> **PROBLEM**:
Below are entries to be transcribed exactly; exclude the pictures from the copy.

WORKING DATA section start

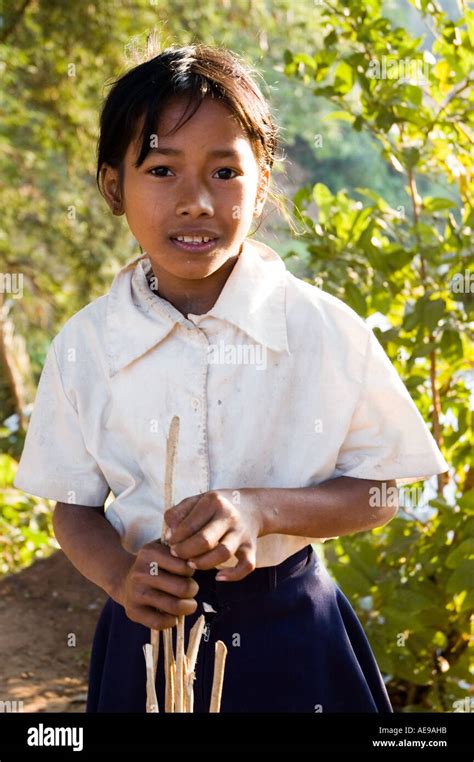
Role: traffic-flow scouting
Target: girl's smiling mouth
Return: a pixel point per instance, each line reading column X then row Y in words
column 196, row 242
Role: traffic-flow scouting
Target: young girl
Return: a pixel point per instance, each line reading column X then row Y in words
column 291, row 416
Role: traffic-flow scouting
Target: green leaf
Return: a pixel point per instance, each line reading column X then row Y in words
column 343, row 78
column 432, row 204
column 462, row 578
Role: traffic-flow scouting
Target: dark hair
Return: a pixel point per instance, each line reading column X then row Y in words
column 195, row 71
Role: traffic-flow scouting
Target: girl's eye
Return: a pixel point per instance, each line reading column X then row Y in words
column 227, row 169
column 158, row 172
column 155, row 169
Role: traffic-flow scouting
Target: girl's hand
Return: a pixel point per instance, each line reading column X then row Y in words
column 157, row 588
column 208, row 529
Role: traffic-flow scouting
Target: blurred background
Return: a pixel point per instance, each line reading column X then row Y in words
column 376, row 111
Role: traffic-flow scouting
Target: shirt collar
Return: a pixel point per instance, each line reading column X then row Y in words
column 253, row 299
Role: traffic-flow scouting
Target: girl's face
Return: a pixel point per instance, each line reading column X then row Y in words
column 203, row 179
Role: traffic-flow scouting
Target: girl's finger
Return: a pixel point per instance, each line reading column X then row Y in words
column 224, row 550
column 246, row 565
column 175, row 515
column 204, row 541
column 200, row 514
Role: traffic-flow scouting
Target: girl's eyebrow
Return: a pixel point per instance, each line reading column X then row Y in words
column 222, row 153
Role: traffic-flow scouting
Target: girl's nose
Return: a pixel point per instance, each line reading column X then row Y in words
column 195, row 201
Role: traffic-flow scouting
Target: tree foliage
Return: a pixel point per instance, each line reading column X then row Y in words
column 408, row 268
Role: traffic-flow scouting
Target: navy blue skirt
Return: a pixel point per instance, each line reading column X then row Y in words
column 294, row 645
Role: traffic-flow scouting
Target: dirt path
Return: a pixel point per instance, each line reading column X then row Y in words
column 48, row 614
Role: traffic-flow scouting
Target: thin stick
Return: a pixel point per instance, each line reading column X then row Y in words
column 151, row 699
column 169, row 670
column 155, row 644
column 218, row 679
column 171, row 449
column 194, row 642
column 179, row 707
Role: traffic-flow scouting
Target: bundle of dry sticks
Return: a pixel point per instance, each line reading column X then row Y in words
column 180, row 669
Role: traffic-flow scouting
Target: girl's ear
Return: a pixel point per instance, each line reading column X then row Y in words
column 262, row 191
column 110, row 184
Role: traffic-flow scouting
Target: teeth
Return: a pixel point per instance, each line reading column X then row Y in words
column 193, row 239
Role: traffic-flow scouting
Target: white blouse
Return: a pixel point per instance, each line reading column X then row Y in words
column 279, row 384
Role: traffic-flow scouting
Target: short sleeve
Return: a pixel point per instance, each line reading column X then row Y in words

WORKING DATA section end

> **SOLVED EXERCISE**:
Role: traffic-flow scouting
Target: girl's smiling mouth
Return: a pixel point per instance, each line reading column X then row Y in words
column 196, row 242
Role: traffic-flow scouting
Target: young girl
Return: a pixel point per instance, each line reading column X then row Y in words
column 291, row 416
Role: traffic-flow scouting
Target: green leaf
Return: a pixel point per instance, each line reading column X then row Y in words
column 343, row 78
column 432, row 204
column 462, row 578
Role: traffic-flow scouting
Target: dark hair
Return: a pixel point per instance, each line reading column X then row Y in words
column 195, row 71
Role: traffic-flow scouting
Target: girl's eye
Return: a pixel point per instance, each line reading column X then row Y in words
column 227, row 169
column 158, row 172
column 155, row 169
Role: traffic-flow scouting
Target: girl's hand
Return: a pixel point per instance, each line reading column X then row Y in words
column 157, row 588
column 208, row 529
Role: traffic-flow scouting
Target: blurred background
Return: a pixel point per instance, each line reading column X then row Y in words
column 376, row 111
Role: traffic-flow scouting
Target: shirt collar
Return: a pixel point per instance, each line reading column X then row Y in words
column 253, row 299
Role: traffic-flow scouting
Target: girl's face
Return: a pixel point per instance, each line reading column X then row Y in words
column 203, row 179
Role: traffic-flow scouting
Target: girl's finger
Return: a pixel point per instance, each line reading column X then row Y in words
column 224, row 550
column 246, row 565
column 175, row 515
column 204, row 541
column 200, row 514
Role: traffic-flow scouting
Target: girl's eyebrow
Return: a pixel point per instance, each line reading column X then row Y in words
column 222, row 153
Role: traffic-flow scouting
Target: girl's nose
Return: a pixel point per instance, each line reading column X then row Y in words
column 195, row 201
Role: traffic-flow scouting
Target: tree foliage
Return: a pixel point per instance, each line reading column X then row Y in words
column 408, row 268
Role: traffic-flow scouting
Target: navy blue skirt
Return: a pixel point per instance, each line reading column X then row Y in words
column 294, row 645
Role: traffic-flow scouting
Target: dirt path
Return: a pixel point per instance, each line reading column X then row Y in words
column 48, row 614
Role: traffic-flow scouting
Target: thin stick
Return: a pixel point per instance, each line reading column X then row Y in words
column 151, row 699
column 169, row 670
column 155, row 644
column 218, row 679
column 171, row 449
column 194, row 642
column 179, row 707
Role: traffic-flow scouting
Target: bundle of dry sticks
Return: a pixel point per instance, each line reading column X then row Y in words
column 180, row 669
Role: traffic-flow scouting
Target: girl's ear
Return: a pixel point per instance, each line reading column X then row Y in words
column 262, row 191
column 110, row 184
Role: traffic-flow scouting
Target: teeth
Return: a pixel point per instance, each line reading column X then row Y in words
column 193, row 239
Role: traffic-flow scouting
Target: white blouse
Return: a pixel point per instance, each line reading column X then row Y in words
column 279, row 384
Role: traffic-flow scouting
Target: short sleeve
Return: a pixel point per instance, each line reading column X then row Y in words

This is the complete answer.